◆ **Exercise aim**:
Each entry must appear in the answer exactly as it does here.

◆ **Input data**:
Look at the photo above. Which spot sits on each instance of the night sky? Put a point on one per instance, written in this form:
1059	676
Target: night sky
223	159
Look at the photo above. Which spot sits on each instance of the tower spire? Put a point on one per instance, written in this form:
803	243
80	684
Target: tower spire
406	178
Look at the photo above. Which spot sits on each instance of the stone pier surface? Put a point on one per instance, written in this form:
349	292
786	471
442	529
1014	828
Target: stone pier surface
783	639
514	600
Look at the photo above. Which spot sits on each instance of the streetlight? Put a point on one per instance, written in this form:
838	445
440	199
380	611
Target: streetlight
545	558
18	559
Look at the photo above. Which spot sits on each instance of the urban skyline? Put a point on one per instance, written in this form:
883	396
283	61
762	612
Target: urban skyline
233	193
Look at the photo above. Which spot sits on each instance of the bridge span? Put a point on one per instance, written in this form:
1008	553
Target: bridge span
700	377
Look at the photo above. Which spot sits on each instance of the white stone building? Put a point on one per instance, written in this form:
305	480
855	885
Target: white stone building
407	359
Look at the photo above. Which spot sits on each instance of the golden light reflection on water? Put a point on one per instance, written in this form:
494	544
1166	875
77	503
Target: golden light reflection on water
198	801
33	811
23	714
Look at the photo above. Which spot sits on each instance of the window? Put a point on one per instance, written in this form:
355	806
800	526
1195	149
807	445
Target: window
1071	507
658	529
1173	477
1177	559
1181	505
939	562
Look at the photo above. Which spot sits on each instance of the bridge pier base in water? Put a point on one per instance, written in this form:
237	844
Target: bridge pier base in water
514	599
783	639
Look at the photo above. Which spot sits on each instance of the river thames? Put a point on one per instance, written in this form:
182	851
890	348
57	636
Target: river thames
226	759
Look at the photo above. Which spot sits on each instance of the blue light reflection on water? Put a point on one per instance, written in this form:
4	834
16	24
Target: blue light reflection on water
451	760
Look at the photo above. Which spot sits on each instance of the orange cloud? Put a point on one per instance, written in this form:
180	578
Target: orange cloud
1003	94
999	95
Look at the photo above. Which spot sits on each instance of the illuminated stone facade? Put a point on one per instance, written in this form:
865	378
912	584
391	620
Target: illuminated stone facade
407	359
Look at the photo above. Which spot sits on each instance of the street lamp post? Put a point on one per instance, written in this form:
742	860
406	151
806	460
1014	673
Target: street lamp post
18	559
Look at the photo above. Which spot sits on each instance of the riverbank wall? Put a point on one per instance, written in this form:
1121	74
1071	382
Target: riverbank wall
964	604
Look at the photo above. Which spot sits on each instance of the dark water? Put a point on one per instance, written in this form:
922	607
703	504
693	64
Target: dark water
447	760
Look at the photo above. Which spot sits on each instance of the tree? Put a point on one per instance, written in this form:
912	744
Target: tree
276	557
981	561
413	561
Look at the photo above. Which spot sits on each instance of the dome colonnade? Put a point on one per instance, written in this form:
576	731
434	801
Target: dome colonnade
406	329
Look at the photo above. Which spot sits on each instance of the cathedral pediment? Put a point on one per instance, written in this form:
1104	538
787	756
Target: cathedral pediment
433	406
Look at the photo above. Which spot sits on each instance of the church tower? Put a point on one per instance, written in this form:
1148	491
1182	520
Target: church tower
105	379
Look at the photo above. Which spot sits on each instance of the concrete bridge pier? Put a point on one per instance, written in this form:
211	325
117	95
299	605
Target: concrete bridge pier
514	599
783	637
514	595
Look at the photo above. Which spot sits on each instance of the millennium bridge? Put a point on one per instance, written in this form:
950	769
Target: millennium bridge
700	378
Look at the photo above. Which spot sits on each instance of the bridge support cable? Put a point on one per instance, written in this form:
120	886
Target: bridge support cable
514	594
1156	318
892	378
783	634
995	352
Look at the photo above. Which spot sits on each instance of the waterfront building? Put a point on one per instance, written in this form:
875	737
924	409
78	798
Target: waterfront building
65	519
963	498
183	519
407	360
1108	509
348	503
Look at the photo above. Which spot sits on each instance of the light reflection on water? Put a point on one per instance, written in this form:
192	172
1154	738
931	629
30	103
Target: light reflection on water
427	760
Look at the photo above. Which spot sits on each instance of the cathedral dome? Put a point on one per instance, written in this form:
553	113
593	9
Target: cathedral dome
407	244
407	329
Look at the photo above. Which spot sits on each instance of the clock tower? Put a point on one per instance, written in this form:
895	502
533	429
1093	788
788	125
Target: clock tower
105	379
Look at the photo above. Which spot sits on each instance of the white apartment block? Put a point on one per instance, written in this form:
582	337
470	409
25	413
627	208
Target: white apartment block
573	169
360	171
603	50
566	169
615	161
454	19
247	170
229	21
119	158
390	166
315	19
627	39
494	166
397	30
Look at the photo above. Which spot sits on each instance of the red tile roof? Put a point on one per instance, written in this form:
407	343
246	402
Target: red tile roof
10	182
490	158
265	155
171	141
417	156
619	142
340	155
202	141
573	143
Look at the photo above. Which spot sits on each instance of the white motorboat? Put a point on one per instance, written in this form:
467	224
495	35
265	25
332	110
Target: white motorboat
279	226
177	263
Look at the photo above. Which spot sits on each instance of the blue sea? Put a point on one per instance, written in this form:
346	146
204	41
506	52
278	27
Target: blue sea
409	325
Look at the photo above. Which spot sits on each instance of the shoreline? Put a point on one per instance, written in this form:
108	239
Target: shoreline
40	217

◆ **Response below**:
Look at the photo above. Which spot sits on each instance of the night sky? Put a point on one per instance, written in this form:
1059	676
Target: night sky
223	159
Look at the photo above. Which spot sits on each instance of the tower spire? Put a point on one per instance, written in this form:
803	243
80	684
Target: tower spire
406	178
Look at the photo above. Which spot sits on each instance of the stone pier surface? Put a point on one per instance, written in this form:
349	292
786	471
442	529
1014	828
Target: stone pier surface
783	639
514	600
Look at the photo above. Which spot sits on each instance of the streetlight? Put a point on one per instance, written in this form:
838	445
440	199
380	611
Target: streetlight
545	558
18	559
Look at the photo above. Which spot sits on each instance of the urban skyline? Put a point on one per instance, written in this form:
883	396
283	61
762	612
Target: urban skyline
233	193
Look at the photo above. Which spot sits on each instance of the bridge span? Put a point on one per instance, written in this form:
1008	553
Target: bridge span
700	377
Look at the photo above. Which spot sits on each instance of the white stone building? Put a point on one per instance, written in this form:
305	480
855	885
Target: white stone building
407	359
Look at the photo above. Which spot sits on each instance of the golden light reflection on water? Put a point on one per instance, written in this form:
494	544
1166	875
77	503
Target: golden light reflection on water
198	801
33	811
23	714
Look at the photo above. Which spot sits on each instance of the window? Put a point on one per instance, written in this form:
355	806
800	526
1195	149
807	445
Target: window
1071	507
658	529
1173	477
1177	559
1181	505
939	562
Look at the photo above. Which spot sits on each instance of the bridge pier base in water? Put a point on one per instance, written in this form:
237	844
Target: bridge pier base in water
514	599
783	639
Look at the photo above. Which spot sits on each instance of the river thames? Put a point on one per instance, written in this form:
182	851
890	348
57	636
Target: river thames
226	759
Look at the photo above. Which spot sits on each instance of the blue light reflection on water? Put a point on one per instance, written in this form:
4	834
16	24
Target: blue light reflection on water
451	760
Look at the photo above. Which spot sits on each instance of the orange cloud? Put a point on one per instance, written in this form:
180	578
Target: orange cloud
1003	94
999	95
Look at the photo above. Which spot sits on each instance of the illuminated stone facade? Put a point on one per instance, written in this form:
865	378
912	584
391	620
Target: illuminated stone facade
407	359
Look at the photo above. Which spot sits on each instance of the street lamp post? Put a point on one per instance, written in this form:
742	860
406	151
806	460
1014	673
Target: street lamp post
18	559
Look at the photo above. Which spot sits on each instance of the riverbank wall? Put a point on one per instance, written in this form:
1121	74
1071	382
Target: riverbank wall
964	604
Look at the photo above. Which spot sits on each instance of the dark water? Put a point on one per instance, written in this form:
922	607
703	504
693	64
Target: dark water
447	760
Look at the photo above. Which spot sits on each instance of the tree? Put a point on one per instance, written in this form:
912	744
Target: tree
276	557
981	561
413	561
Look at the photo above. Which spot sits on each instance of the dome colonnade? Put a point on one per instance, written in this form:
576	731
434	801
Target: dome colonnade
406	329
Look at the photo above. Which spot sits on each instance of the cathedral pediment? Put a point on one per instance, written in this form:
1104	538
787	756
Target: cathedral pediment
433	406
Look at the photo above. Which spot sits on each instance of the church tower? Put a point on one per instance, written in this form:
1148	491
1182	520
Target: church tower
105	379
Look at the photo above. Which spot sits on each instance of the concrete bridge pier? Put a point on one per instance, written in this form:
211	325
117	95
299	605
Target: concrete bridge pier
514	599
783	637
514	595
Look at the photo above. Which spot sits on each instance of the millennium bridge? Put a point on one per instance, written in this form:
950	769
Target: millennium bridge
700	378
Look at the photo above. Which spot sits on each instance of the bridge support cable? Put a point on one per instance, written in this form:
120	886
Target: bridge support cable
514	594
1156	318
892	378
783	634
995	352
Look at the photo above. Which spot sits on each instance of the waterfront building? Put a point on one per instance, written in this form:
875	737
924	409
78	798
Target: waterfront building
65	519
963	498
183	519
407	360
1108	509
348	503
Look at the photo above. Which spot sits on each instance of the light reflection on water? Put a point on one per instance, written in this form:
192	172
1154	738
931	629
30	103
Target: light reflection on water
427	760
Look at the photo above. Which spot sits on each instance of the cathedral dome? Put a point on one per instance, written in this form:
553	113
593	9
Target: cathedral dome
407	244
407	329
Look at the photo above. Which spot sits on each instance of the clock tower? Put a point on one per instance, written in this form:
895	502
533	429
1093	788
788	125
Target: clock tower
105	379
Look at the photo above. Which spot sits on each instance of the white apartment block? Put a point on one per instance, written in this form:
582	337
470	409
25	413
627	208
Target: white apartment block
573	169
360	171
603	50
566	169
615	161
454	19
247	170
229	21
119	158
390	166
315	19
627	39
494	166
397	30
Look at the photo above. Which spot sits on each instance of the red tile roof? Put a point on one per instance, written in this form:
407	343
246	402
Target: red tile roof
10	182
490	158
265	155
171	141
417	156
619	142
340	155
202	141
573	143
Look at the photo above. Which spot sits on each instance of the white motorboat? Put a point on one per instance, written in this form:
467	224
495	35
265	25
332	110
Target: white motorboat
279	226
177	263
Look at the photo above. Which spot sits on each instance of the blue sea? Put a point on one per instance, written in this form:
346	146
204	41
506	52
278	27
Target: blue sea
409	325
Look at the photo above. Which spot sits on each instance of the shoreline? Put a point on one per instance, written in this form:
108	239
Target: shoreline
40	217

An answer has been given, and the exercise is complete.